DOCUMENT EXCERPT:
+===+

# Simple Fountain pen with a needle point nib



## duke851 (Jun 15, 2013)

I made this one from two Woodcraft Tie die blanks. I tried to keep it very simple since the blank was anything but. I tried using a M13 x .75 thread for the body to cap and was very pleased with the result.

The nib is a Jowo #6 Steel EF I purchased from Franklin Christoph and is ground by Mike Masuyama to a needle point. This nib is fantastic, It writes beautifully and on nice paper gives a very thin line (photo is on copy paper at work and doesn't do it justice)

Colin


----------



## firewhatfire (Jun 15, 2013)

I dig that pen.  

My wife will be getting a nib ground like that for Christmas.  She really like a fine point nib.


----------



## Displaced Canadian (Jun 15, 2013)

I like the look of it.


----------



## tim self (Jun 15, 2013)

I like the pen and Mike does great work.  Met him a few years ago in Little Rock.


----------



## MikeL (Jun 15, 2013)

Expert craftsmanship!  Looks great.


----------



## Jim15 (Jun 15, 2013)

Nice pen, great work.


----------



## Joe S. (Jun 15, 2013)

A winner for sure!


----------



## mikespenturningz (Jun 15, 2013)

Very nice indeed. I really like the shape and the fact that you used a different color for the finials and at the thread of the cap. It really sets the pen apart for me at least.


----------



## Dalecamino (Jun 15, 2013)

Very good work.


----------



## Exabian (Jun 15, 2013)

Great pen. I love how it writes.


----------



## SDB777 (Jun 15, 2013)

Some very clean threading happening here...attention to the little things are what make a great writing instrument!


Well done!!







Scott (try using GP inkjet paper) B


----------

+===+

DATASET ROWS:
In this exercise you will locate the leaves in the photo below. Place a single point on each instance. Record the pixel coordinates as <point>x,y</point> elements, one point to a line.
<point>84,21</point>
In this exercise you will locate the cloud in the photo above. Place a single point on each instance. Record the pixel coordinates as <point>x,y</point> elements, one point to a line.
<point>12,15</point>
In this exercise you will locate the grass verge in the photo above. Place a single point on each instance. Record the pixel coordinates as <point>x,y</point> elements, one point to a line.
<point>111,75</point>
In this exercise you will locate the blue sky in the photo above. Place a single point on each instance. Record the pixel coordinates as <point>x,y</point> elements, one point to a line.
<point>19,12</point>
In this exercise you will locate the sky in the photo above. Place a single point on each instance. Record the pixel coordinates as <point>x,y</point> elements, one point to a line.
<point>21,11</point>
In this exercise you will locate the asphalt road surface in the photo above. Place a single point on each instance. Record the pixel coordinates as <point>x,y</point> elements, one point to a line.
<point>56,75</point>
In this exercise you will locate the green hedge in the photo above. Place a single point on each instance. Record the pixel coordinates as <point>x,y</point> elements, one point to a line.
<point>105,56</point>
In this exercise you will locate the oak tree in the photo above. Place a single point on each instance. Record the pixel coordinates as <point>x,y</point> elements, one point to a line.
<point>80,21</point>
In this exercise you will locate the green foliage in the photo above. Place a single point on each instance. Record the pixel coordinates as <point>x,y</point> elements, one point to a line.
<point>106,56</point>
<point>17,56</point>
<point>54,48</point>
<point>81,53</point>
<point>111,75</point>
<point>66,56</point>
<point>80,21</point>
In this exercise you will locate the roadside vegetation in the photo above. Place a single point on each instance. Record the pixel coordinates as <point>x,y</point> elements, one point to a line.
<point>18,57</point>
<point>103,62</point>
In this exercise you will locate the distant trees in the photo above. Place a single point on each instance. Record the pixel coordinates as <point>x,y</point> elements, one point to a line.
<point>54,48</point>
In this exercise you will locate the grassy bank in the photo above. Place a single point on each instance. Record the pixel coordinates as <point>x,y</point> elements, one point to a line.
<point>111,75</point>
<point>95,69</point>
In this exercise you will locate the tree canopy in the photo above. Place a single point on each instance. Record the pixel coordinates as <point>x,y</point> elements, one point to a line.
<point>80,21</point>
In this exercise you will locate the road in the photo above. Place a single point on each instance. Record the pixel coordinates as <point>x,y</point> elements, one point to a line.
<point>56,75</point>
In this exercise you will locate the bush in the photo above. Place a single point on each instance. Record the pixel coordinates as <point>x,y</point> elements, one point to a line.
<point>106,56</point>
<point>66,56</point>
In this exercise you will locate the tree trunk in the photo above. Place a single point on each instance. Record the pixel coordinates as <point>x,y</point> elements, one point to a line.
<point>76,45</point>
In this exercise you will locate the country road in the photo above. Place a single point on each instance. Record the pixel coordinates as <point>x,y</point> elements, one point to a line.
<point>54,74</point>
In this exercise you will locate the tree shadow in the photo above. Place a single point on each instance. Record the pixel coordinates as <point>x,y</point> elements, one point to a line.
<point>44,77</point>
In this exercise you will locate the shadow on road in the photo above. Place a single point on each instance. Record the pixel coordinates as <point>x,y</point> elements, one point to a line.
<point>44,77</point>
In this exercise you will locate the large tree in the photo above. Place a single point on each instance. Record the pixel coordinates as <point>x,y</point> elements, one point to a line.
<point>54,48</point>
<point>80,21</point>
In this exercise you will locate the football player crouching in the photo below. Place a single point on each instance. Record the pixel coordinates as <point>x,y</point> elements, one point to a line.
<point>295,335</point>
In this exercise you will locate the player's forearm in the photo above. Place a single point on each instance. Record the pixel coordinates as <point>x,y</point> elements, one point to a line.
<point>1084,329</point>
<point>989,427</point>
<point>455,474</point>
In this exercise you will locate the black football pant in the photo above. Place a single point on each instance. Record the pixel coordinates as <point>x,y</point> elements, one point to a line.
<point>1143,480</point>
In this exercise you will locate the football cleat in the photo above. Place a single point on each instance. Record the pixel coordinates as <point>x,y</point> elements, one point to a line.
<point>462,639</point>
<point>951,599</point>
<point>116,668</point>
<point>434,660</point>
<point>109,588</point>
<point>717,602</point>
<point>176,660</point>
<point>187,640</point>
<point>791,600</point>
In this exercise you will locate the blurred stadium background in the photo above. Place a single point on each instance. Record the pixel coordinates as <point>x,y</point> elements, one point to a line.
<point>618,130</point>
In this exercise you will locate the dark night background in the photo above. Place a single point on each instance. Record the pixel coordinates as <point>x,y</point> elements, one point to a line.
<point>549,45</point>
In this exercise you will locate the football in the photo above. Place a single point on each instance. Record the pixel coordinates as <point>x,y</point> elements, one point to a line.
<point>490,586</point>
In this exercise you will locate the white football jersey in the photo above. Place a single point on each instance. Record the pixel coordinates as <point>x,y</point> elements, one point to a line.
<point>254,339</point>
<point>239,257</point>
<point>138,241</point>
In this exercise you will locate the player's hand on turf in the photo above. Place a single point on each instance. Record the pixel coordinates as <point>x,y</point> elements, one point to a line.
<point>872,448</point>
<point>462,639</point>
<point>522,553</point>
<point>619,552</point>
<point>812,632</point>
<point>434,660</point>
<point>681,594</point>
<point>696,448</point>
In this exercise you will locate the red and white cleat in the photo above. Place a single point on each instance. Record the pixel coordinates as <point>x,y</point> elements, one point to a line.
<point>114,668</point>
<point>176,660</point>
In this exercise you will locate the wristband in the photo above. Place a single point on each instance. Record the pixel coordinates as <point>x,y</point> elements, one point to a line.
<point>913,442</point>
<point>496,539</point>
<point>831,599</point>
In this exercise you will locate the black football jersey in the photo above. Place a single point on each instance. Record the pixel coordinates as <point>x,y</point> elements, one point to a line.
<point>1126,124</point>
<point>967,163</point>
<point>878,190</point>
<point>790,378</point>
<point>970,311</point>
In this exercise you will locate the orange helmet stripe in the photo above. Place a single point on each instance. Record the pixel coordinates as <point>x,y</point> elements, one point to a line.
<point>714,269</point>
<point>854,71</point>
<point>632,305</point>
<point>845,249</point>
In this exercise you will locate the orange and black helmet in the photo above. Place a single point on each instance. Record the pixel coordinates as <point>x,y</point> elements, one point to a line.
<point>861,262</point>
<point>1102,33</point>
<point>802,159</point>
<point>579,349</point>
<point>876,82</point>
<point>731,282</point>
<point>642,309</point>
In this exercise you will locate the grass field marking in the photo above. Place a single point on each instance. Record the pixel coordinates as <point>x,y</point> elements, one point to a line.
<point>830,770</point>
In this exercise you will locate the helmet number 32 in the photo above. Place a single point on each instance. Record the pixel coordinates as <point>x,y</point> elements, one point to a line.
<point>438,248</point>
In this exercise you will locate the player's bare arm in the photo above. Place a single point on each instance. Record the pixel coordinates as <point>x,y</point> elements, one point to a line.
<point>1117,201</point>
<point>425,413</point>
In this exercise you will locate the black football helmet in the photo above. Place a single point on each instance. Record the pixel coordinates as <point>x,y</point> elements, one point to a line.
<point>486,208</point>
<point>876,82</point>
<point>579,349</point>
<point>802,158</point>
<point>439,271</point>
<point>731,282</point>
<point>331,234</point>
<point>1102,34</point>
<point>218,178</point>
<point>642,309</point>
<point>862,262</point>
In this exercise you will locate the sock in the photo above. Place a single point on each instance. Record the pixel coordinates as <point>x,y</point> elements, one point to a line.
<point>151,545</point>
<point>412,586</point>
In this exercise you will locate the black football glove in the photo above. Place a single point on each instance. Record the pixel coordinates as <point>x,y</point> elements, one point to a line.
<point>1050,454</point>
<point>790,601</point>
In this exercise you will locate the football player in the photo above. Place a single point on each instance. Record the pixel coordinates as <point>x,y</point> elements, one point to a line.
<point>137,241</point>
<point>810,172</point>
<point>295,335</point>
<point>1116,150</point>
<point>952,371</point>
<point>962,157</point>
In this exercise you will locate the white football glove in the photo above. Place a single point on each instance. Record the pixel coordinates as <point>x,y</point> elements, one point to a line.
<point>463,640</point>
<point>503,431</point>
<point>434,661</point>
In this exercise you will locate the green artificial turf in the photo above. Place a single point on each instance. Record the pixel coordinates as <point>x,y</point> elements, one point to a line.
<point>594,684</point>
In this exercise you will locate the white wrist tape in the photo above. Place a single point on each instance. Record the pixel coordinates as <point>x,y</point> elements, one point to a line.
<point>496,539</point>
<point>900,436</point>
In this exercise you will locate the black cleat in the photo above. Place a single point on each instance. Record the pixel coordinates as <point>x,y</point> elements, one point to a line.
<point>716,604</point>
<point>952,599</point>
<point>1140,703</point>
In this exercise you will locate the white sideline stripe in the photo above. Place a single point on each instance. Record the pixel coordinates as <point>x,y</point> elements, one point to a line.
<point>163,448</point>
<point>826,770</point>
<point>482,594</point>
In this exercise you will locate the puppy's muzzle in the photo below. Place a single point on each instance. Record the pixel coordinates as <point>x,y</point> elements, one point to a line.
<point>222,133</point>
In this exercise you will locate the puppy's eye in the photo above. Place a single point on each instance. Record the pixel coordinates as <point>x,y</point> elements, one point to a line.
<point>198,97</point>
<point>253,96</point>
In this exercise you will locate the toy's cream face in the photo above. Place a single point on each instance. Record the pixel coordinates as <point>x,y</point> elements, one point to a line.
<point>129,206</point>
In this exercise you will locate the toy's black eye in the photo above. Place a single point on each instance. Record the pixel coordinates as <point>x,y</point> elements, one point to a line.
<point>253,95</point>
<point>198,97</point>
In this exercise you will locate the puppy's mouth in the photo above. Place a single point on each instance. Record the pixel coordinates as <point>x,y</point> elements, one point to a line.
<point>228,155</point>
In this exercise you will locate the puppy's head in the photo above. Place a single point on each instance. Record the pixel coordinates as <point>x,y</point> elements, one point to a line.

+===+

PROBLEM SET:
1. In the fountain pen thread, explain in one to three sentences why duke851 kept the pen's design very simple.
2. Turn the fountain pen thread's paragraph beginning "The nib is a Jowo #6 Steel EF" into a short bulleted list that keeps its main facts.

ANSWERS FOR THIS EXERCISE:
1. duke851 kept the design very simple because the Woodcraft Tie die blank was anything but simple.

2.
- Nib: Jowo #6 Steel EF, bought from Franklin Christoph
- Ground to a needle point by Mike Masuyama
- Writes beautifully and gives a very thin line on nice paper
- The photo, on copy paper at work, doesn't do it justice